Re: [ceph-users] Question: CephFS + Bluestore

2018-05-11 Thread David Turner
`ceph osd pool stats` with the option to specify the pool you are
interested in should get you the breakdown of IO per pool.  This was
introduced with luminous.

On Fri, May 11, 2018 at 2:39 PM Webert de Souza Lima 
wrote:

> I think ceph doesn't have IO metrics will filters by pool right? I see IO
> metrics from clients only:
>
> ceph_client_io_ops
> ceph_client_io_read_bytes
> ceph_client_io_read_ops
> ceph_client_io_write_bytes
> ceph_client_io_write_ops
>
> and pool "byte" metrics, but not "io":
>
> ceph_pool(write/read)_bytes(_total)
>
> Regards,
>
> Webert Lima
> DevOps Engineer at MAV Tecnologia
> *Belo Horizonte - Brasil*
> *IRC NICK - WebertRLZ*
>
> On Wed, May 9, 2018 at 2:23 PM Webert de Souza Lima 
> wrote:
>
>> Hey Jon!
>>
>> On Wed, May 9, 2018 at 12:11 PM, John Spray  wrote:
>>
>>> It depends on the metadata intensity of your workload.  It might be
>>> quite interesting to gather some drive stats on how many IOPS are
>>> currently hitting your metadata pool over a week of normal activity.
>>>
>>
>> Any ceph built-in tool for this? maybe ceph daemonperf (altoght I'm not
>> sure what I should be looking at).
>> My current SSD disks have 2 partitions.
>>  - One is used for cephfs cache tier pool,
>>  - The other is used for both:  cephfs meta-data pool and cephfs data-ssd
>> (this is an additional cephfs data pool with only ssds with file layout for
>> a specific direcotory to use it)
>>
>> Because of this, iostat shows me peaks of 12k IOPS in the metadata
>> partition, but this could definitely be IO for the data-ssd pool.
>>
>>
>>> If you are doing large file workloads, and the metadata mostly fits in
>>> RAM, then the number of IOPS from the MDS can be very, very low.  On
>>> the other hand, if you're doing random metadata reads from a small
>>> file workload where the metadata does not fit in RAM, almost every
>>> client read could generate a read operation, and each MDS could easily
>>> generate thousands of ops per second.
>>>
>>
>> I have yet to measure it the right way but I'd assume my metadata fits in
>> RAM (a few 100s of MB only).
>>
>> This is an email hosting cluster with dozens of thousands of users so
>> there are a lot of random reads and writes, but not too many small files.
>> Email messages are concatenated together in files up to 4MB in size (when
>> a rotation happens).
>> Most user operations are dovecot's INDEX operations and I will keep index
>> directory in a SSD-dedicaded pool.

▬▬▬▬▬▬

→ **Exercise**
In the Ceph mailing-list thread, which command does David Turner say gives a breakdown of IO per pool?

▬▬▬▬▬▬

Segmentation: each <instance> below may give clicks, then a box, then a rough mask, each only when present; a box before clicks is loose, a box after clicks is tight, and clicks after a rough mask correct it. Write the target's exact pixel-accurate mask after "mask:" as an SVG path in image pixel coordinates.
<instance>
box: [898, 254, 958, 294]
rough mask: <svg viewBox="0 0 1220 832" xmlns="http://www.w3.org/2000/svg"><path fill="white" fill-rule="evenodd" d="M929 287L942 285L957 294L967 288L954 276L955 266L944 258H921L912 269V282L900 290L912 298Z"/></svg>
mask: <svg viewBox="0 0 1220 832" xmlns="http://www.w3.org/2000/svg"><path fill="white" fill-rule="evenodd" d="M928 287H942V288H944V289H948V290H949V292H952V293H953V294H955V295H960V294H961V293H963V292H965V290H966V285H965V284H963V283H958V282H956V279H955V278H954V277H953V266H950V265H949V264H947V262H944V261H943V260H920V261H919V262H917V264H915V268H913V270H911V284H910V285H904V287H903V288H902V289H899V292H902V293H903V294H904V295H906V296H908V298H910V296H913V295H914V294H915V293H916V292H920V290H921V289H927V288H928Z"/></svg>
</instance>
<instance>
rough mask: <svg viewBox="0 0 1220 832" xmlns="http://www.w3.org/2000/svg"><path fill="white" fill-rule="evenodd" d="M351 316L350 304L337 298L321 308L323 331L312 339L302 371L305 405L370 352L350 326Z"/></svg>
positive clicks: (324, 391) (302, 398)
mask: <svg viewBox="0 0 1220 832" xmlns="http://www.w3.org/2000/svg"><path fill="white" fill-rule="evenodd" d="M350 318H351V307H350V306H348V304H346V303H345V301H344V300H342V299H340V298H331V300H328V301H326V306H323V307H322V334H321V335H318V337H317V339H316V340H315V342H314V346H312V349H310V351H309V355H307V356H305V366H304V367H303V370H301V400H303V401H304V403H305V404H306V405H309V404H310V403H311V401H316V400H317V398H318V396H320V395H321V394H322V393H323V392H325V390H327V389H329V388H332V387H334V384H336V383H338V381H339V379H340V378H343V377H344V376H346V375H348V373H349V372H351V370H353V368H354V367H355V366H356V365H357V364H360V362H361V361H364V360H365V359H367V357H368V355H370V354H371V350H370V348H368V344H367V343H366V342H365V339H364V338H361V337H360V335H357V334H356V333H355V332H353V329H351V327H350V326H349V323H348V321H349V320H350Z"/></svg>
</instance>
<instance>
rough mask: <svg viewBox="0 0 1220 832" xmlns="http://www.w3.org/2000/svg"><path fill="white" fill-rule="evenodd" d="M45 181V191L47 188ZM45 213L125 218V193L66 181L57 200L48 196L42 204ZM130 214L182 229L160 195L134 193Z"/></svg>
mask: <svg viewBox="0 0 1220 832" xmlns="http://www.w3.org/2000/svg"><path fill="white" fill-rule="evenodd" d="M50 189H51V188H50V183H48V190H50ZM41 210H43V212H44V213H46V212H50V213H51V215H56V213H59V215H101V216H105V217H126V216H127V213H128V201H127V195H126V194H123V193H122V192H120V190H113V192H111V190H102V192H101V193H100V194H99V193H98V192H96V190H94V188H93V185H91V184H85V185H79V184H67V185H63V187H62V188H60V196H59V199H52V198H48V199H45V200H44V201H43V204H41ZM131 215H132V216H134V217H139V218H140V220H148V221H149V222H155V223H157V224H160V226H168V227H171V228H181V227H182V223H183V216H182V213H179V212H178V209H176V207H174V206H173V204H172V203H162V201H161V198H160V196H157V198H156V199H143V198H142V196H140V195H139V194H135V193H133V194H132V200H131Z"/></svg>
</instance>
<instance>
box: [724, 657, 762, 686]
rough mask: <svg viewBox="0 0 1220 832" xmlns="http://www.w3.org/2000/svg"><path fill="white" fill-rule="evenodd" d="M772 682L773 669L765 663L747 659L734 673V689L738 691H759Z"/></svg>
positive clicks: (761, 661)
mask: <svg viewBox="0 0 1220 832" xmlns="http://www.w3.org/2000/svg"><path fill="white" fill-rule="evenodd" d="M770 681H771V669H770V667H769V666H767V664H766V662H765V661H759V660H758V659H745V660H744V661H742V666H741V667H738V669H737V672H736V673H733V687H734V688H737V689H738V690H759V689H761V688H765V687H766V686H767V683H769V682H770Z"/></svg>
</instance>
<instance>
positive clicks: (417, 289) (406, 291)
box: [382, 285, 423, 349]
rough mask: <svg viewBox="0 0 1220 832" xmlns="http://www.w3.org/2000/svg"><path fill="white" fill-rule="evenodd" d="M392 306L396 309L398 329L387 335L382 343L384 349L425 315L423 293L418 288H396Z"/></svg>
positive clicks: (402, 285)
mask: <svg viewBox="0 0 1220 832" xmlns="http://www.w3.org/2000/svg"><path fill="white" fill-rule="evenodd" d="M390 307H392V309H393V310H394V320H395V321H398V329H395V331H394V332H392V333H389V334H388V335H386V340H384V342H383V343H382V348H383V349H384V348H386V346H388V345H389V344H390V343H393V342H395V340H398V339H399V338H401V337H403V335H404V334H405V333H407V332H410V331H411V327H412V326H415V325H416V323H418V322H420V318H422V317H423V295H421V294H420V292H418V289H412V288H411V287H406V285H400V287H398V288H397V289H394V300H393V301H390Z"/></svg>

▬▬▬▬▬▬

→ **Result**
`ceph osd pool stats`, with the option to specify the pool you are interested in.